── Entries supplied
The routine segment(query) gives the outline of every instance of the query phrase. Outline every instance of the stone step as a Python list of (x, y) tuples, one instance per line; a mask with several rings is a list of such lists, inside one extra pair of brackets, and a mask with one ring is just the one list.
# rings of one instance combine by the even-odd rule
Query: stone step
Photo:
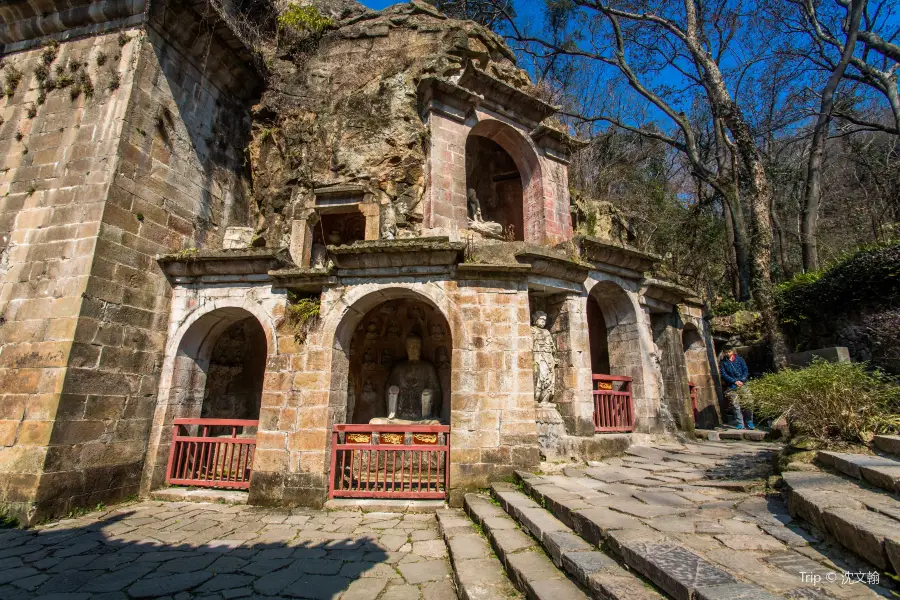
[(875, 447), (882, 452), (900, 456), (900, 435), (876, 435)]
[(163, 502), (212, 502), (215, 504), (247, 504), (249, 494), (241, 490), (170, 487), (150, 492), (151, 500)]
[(900, 493), (900, 462), (881, 456), (820, 451), (816, 462), (883, 490)]
[(437, 511), (441, 536), (450, 553), (460, 600), (517, 600), (522, 598), (503, 572), (503, 565), (484, 535), (460, 509)]
[(765, 442), (772, 439), (767, 431), (760, 429), (695, 429), (697, 439), (718, 442), (720, 440), (743, 440), (747, 442)]
[(467, 509), (472, 518), (481, 518), (487, 527), (492, 523), (500, 523), (499, 519), (512, 523), (509, 519), (512, 517), (543, 546), (553, 564), (563, 569), (583, 589), (588, 590), (592, 598), (596, 600), (663, 598), (640, 578), (624, 569), (596, 545), (586, 542), (531, 498), (508, 484), (494, 484), (491, 491), (500, 504), (499, 507), (484, 497), (466, 497)]
[(900, 502), (824, 472), (783, 473), (791, 516), (879, 569), (900, 573)]
[[(611, 555), (646, 577), (657, 588), (679, 600), (696, 598), (754, 598), (773, 600), (776, 596), (751, 582), (739, 581), (703, 557), (673, 541), (663, 533), (650, 529), (640, 520), (637, 500), (630, 503), (619, 497), (614, 508), (588, 506), (572, 493), (554, 485), (533, 485), (529, 476), (517, 473), (524, 491), (540, 505), (547, 507), (560, 523), (572, 529), (592, 545), (608, 548)], [(532, 476), (533, 477), (533, 476)], [(534, 481), (541, 481), (534, 478)], [(495, 494), (501, 504), (506, 501), (512, 510), (522, 510), (524, 503), (511, 490), (495, 484)], [(519, 494), (520, 496), (522, 494)], [(674, 497), (674, 495), (673, 495)], [(629, 506), (625, 506), (629, 504)], [(631, 507), (630, 504), (635, 504)], [(519, 508), (517, 508), (517, 506)], [(695, 510), (694, 506), (653, 506), (647, 509), (669, 509), (667, 515), (677, 519), (680, 513)], [(626, 514), (630, 513), (630, 514)], [(628, 596), (626, 596), (628, 597)]]
[(466, 494), (466, 513), (481, 528), (517, 590), (529, 600), (587, 600), (534, 539), (486, 496)]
────
Work to be completed:
Only the lines above from the line containing "# rings of one" through the line containing "Query: stone step" should be retyped, exactly and with both ends included.

Task answer:
# rings of one instance combine by the even-odd rule
Query: stone step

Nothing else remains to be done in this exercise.